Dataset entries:

┌──

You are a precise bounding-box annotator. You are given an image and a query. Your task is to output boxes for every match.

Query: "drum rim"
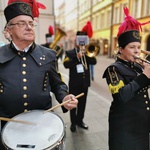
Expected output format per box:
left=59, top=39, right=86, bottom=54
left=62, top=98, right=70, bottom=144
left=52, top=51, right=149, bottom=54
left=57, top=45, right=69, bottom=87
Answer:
left=1, top=109, right=66, bottom=150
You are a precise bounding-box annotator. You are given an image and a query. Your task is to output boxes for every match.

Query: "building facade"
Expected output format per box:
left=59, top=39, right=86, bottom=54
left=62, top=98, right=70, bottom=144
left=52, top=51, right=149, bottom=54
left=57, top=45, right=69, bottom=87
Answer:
left=55, top=0, right=150, bottom=58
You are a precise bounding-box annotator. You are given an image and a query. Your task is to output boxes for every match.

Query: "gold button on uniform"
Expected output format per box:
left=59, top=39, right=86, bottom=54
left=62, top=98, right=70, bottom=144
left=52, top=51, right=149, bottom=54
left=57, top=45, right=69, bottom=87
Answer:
left=23, top=78, right=27, bottom=82
left=23, top=86, right=27, bottom=90
left=23, top=57, right=26, bottom=61
left=147, top=107, right=150, bottom=110
left=23, top=94, right=27, bottom=98
left=24, top=102, right=28, bottom=106
left=22, top=64, right=26, bottom=67
left=24, top=109, right=28, bottom=112
left=144, top=95, right=147, bottom=98
left=22, top=71, right=26, bottom=75
left=145, top=101, right=148, bottom=104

└──

◆ TASK TO COMPLETE
Apart from the pictures, return the records exactly.

◆ RESULT OF THE TASK
You are a precise bounding-box annotator. You are given an image and a query. Your task is to output boxes for every match.

Query: "drum rim"
Expected output format per box:
left=59, top=39, right=86, bottom=54
left=62, top=98, right=70, bottom=144
left=52, top=51, right=149, bottom=54
left=57, top=45, right=69, bottom=87
Answer:
left=1, top=109, right=66, bottom=150
You are a precise bounding-box annotator. You are given an image and a query. Your task is to output boxes for every match.

Query: "building facade"
Expected output format per box:
left=59, top=39, right=86, bottom=54
left=62, top=98, right=70, bottom=144
left=52, top=51, right=149, bottom=54
left=57, top=45, right=69, bottom=87
Answer:
left=55, top=0, right=150, bottom=58
You are a precise bounding-box annotator. You are given an image and a query. Your task is to output boxes for every match.

Query: "gold button on uniform"
Expected output format per box:
left=59, top=39, right=86, bottom=54
left=62, top=98, right=70, bottom=144
left=52, top=51, right=149, bottom=54
left=57, top=45, right=69, bottom=87
Answer:
left=23, top=78, right=27, bottom=82
left=23, top=86, right=27, bottom=90
left=23, top=57, right=26, bottom=61
left=147, top=107, right=150, bottom=110
left=23, top=94, right=27, bottom=98
left=24, top=102, right=28, bottom=106
left=22, top=64, right=26, bottom=67
left=24, top=109, right=28, bottom=112
left=144, top=95, right=147, bottom=98
left=22, top=71, right=26, bottom=75
left=145, top=101, right=148, bottom=104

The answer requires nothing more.